TASK GOAL: Reproduce every line of the material below verbatim, omitting the pictures from your answer.

(Rows from an object pointing dataset)
......
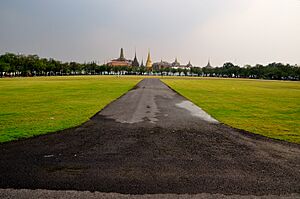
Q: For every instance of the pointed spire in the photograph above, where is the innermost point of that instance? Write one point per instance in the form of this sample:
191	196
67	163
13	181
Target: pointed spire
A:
122	57
149	62
135	61
208	64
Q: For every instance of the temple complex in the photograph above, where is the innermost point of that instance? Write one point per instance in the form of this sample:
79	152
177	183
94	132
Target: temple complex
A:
121	61
135	62
149	62
163	65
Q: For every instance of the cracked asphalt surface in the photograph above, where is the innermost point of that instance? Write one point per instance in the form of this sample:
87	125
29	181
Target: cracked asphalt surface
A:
147	143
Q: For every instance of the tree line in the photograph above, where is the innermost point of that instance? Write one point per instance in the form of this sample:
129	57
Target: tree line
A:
13	65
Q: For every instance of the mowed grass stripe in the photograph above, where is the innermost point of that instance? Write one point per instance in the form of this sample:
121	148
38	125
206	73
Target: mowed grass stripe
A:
269	108
34	106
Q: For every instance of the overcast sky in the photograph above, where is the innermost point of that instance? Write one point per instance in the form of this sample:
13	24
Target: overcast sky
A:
240	31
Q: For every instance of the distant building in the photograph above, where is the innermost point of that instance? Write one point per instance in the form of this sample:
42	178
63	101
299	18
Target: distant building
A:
176	65
121	61
161	65
208	65
142	64
135	62
149	62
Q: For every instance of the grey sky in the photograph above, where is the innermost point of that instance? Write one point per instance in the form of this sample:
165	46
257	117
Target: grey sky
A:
240	31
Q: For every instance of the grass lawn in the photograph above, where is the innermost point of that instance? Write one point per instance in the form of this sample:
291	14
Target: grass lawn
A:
269	108
34	106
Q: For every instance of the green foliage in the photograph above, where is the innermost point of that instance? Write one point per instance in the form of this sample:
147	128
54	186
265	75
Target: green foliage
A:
34	106
269	108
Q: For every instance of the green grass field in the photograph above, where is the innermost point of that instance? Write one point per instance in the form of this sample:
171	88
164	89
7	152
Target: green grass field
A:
269	108
34	106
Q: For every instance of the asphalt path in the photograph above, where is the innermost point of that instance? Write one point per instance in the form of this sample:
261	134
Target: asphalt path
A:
152	141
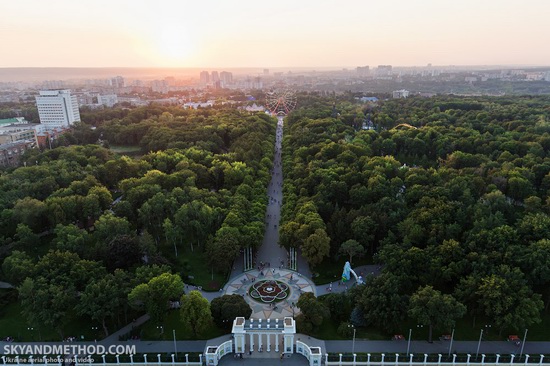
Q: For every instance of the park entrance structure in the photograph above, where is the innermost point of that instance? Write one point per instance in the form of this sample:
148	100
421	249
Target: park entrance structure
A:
277	335
280	102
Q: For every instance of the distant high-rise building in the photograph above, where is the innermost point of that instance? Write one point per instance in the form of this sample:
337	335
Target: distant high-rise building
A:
57	108
170	80
362	71
226	77
397	94
384	70
117	82
205	77
108	100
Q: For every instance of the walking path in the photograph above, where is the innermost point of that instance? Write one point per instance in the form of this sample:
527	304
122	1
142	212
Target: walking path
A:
270	251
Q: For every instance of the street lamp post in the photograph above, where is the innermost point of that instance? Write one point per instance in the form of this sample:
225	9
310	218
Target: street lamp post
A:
409	342
523	343
451	344
353	343
175	346
479	343
94	329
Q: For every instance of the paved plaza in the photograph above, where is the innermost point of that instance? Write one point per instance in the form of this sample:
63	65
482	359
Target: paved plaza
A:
297	284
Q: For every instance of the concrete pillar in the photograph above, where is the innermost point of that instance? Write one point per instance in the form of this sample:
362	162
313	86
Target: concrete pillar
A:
289	331
239	342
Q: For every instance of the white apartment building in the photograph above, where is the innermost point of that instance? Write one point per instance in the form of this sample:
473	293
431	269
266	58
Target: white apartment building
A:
57	108
108	100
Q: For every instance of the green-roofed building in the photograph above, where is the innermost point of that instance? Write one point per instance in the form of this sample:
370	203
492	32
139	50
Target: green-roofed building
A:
10	121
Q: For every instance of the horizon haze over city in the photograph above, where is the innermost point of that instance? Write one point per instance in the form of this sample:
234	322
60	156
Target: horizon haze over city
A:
173	34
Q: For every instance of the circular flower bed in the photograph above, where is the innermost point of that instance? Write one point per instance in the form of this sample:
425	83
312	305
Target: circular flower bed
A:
269	291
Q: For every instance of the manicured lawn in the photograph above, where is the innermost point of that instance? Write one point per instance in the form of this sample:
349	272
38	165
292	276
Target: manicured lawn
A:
330	270
150	330
195	264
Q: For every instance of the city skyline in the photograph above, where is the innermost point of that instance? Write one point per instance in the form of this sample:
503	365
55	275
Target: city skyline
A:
284	34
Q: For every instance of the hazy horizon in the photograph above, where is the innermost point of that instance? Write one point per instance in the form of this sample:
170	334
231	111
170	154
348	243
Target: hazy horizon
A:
252	34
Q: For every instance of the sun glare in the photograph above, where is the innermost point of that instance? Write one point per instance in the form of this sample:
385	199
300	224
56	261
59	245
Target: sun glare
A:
173	43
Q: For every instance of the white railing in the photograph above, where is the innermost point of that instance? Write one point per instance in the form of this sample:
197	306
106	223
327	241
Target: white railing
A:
224	348
392	360
50	360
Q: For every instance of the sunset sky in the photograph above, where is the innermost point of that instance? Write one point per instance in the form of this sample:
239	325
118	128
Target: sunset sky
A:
283	33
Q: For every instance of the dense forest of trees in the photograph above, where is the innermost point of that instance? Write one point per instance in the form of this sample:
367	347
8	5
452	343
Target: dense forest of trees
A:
200	186
450	195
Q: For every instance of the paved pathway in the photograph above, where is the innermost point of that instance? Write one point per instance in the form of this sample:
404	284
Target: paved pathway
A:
270	251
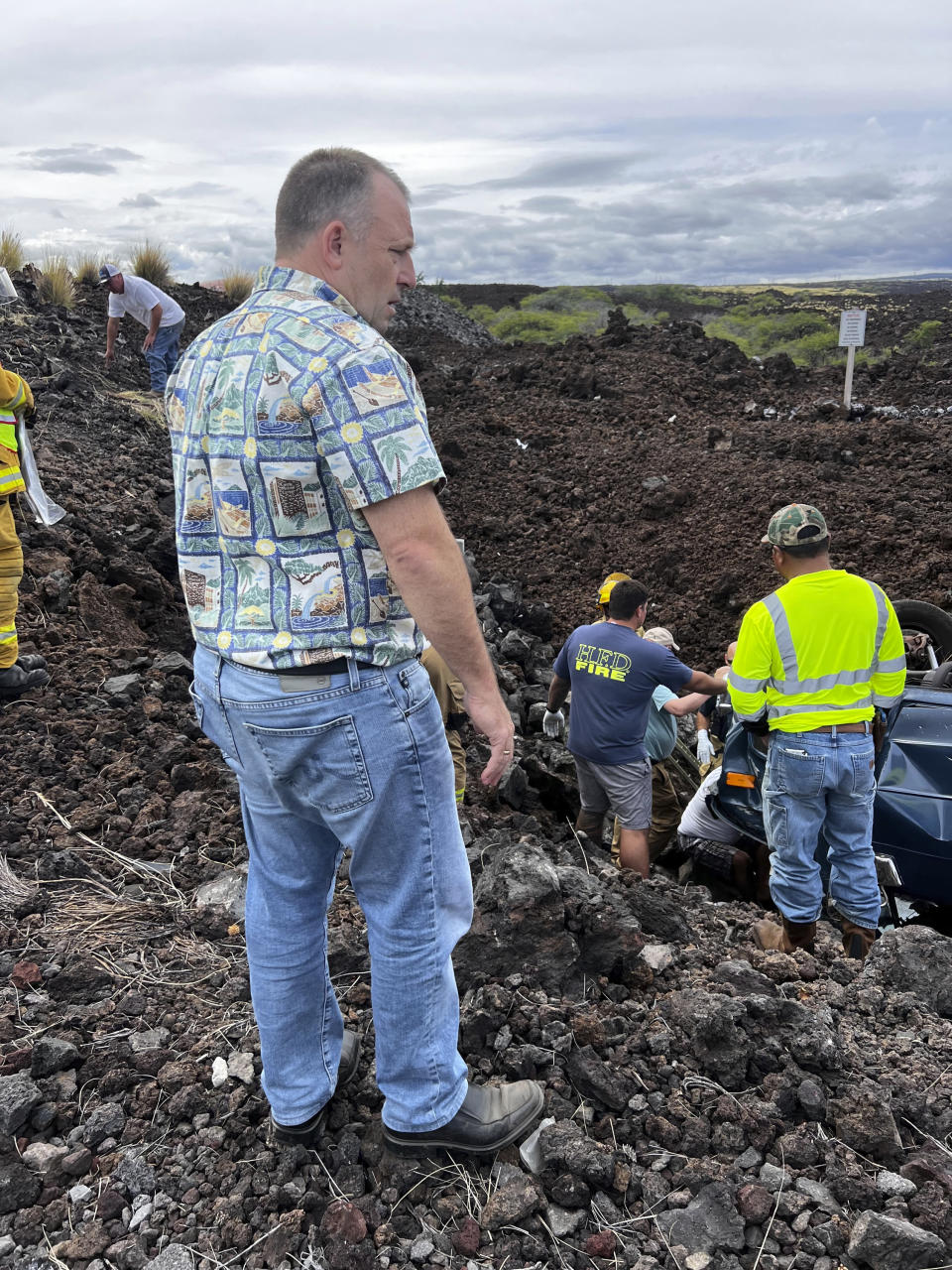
......
RESPONSE FOR THIS EXERCISE:
Q: For every instance of the pointed spire in the photograph above, where is the innermost point of that instance? Write one point per instance in the form of this sample:
191	196
67	163
13	181
Target: pointed spire
A:
122	57
149	62
135	61
208	64
Q: For every instance of the temple complex in the photograph above, where is the innermost point of that instance? Write one point per instance in the form of this sample:
79	152
177	183
94	132
Target: temple complex
A:
121	61
135	62
149	62
163	65
Q: For every instance of the cracked asphalt surface in the photograph above, where is the innermost point of that instance? Write one point per instance in the form of this sample:
87	125
29	181
Target: cracked asphalt surface
A:
147	143
Q: For every instance of the tree line in the photograph above, where is the innermost point of that instance? Write one point per instance in the form of this sample:
129	57
Target: tree line
A:
13	65
Q: For every instance of the mowed grass stripe in the photograph above, where is the innermost point of that instance? Write one point per instance in the form of this sample:
121	148
38	125
206	73
Target: mowed grass stripe
A:
269	108
34	106
Q: For every instance of the overcast sky in the photograph above, where is the innermost point of that instance? Write one point per instance in the form of this sample:
13	24
Target: overcast sky
A:
240	31
Q: For every instance of the distant building in the photograph above, where is the innermost point of that instance? Write one point per instance in the form of this sample:
42	178
63	101
299	18
Target: distant building
A:
176	65
121	61
161	65
208	65
142	64
135	62
149	62
Q: For every instance of the grey sky in the photograph above, where is the innermost point of that instance? Write one point per instance in the form of this sample:
165	46
257	117
Target: grey sky
A:
240	31
Q: For every instance of the grass lawn in the photograph above, where is the innermost point of that instance? Write one point per instance in the form of this sample:
291	14
Target: grass lawn
A:
269	108
34	106
Q: For every instance of the green foliage in the photograph above, where is the innermost point of that instance? Write one point per instance in the form of this sample:
147	128
54	186
265	75
Target: green foliage
A:
34	106
269	108
Q: For every instance of the green grass field in the photograph above, where is the innermost point of that instance? Write one point per instance in the form of this sample:
171	88
164	89
7	152
Target: green grass field
A:
269	108
34	106
Q: For every instance of the asphalt path in the photograph above, where is the innermost point of that instance? Write one point per instance in the form of this sample:
261	134
Target: asphalt path
A:
152	141
Q: For every instance of the park entrance structure in the photograph above, where is the innermost point of that instance? Write one point per instance in the form of this sample:
148	100
421	249
Target: park entrance structure
A:
277	335
280	102
Q: For every instance of the distant high-rise building in the photograph above, where is the innermost point of that instance? Write one point per instance in the form of this sample:
337	335
Target: distant high-rise building
A:
57	108
170	80
362	71
226	77
397	94
384	70
117	82
205	77
108	100
Q: For every instance of the walking path in the photograph above, where is the innermost point of that instance? Write one point per instance in the form of this sample:
527	304
122	1
142	212
Target: walking path
A:
270	251
Q: For every instance of the street lamp post in the photograph above, where is the innermost point of that instance? Write one point per instance in the form of this sample:
225	9
310	218
Target: street lamp post
A:
409	342
523	343
451	344
353	343
175	346
479	343
94	329
Q: For every instance of the paved plaza in the photograph above, where is the innermost point of that instance? Write one point per instance in the form of this sample:
63	65
482	359
Target: paved plaza
A:
297	284
Q: For every instance of the concrete pillar in the photograph above, where is the innermost point of that instance? Write one point per instance in the form of this sample:
362	162
313	86
Target: concrete pillar
A:
289	331
239	342
Q: For every instance of the white apartment building in the photograph above, where is the innermost point of that instance? Write one point per instance in the form of this sample:
473	293
431	269
266	58
Target: white apartment building
A:
57	108
108	100
Q: For every instance of the green-roofed building in the photograph above, where is the innermost point of that instance? Write one point per instance in the form of this sample:
370	203
492	32
139	50
Target: green-roofed building
A:
10	121
Q: For every instance of the horizon haze over city in the photograph above, where is the innermost point of that instance? Write one point per instance in the form of this sample:
234	322
60	156
Target: horizon haze over city
A:
173	34
Q: For every instance of the circular flower bed in the photograph above, where is the innermost point of that instance? Write one point per instance in the form of this sample:
425	83
312	305
Target: circular flower bed
A:
269	291
Q: For every instance of the manicured lawn in the photograph above, where is the innermost point of that instance? Write one point per instance in the form of this sample:
349	272
38	165
292	276
Target: manicured lawn
A:
330	270
150	330
195	264
Q: For every instance of the city skyline in the photograph above, where is the innermost point of that instance? Write one point per instance in the form of this sample:
503	365
55	275
Target: city skyline
A:
284	34
Q: For every instance of the hazy horizon in the photograph above, where is the innermost point of that instance? Write one point per instance in the form of this sample:
170	334
231	111
170	154
348	243
Target: hazy horizon
A:
252	34
Q: For every instance of the sun glare in the photograph above, where is the innermost point of that instance? Write one point per instance in the form of this sample:
385	199
300	224
56	261
59	245
Target: sun glare
A:
173	43
Q: For every instance of the white railing in the photograph above, where is the innermost point of that instance? Write one point per instance in the form of this sample:
197	306
106	223
327	241
Target: white railing
A:
224	348
392	360
50	360
Q: For every instance of the sunset sky in the photograph above, where is the innermost point of that instance? Write one point per instance in the form of this sample:
239	325
118	128
Target: sunset sky
A:
283	33
Q: For every instance of the dense forest of trees in the photograph above, where is the innermost point of that instance? Write one point per instance in the form of this sample:
367	347
8	5
452	343
Target: dense forest of trees
A:
200	186
450	195
Q: For every instance of the paved pathway in the photograph above, where is the innermost point of that instance? Write one point per instance in the form of this sample:
404	284
Target: paved pathway
A:
270	251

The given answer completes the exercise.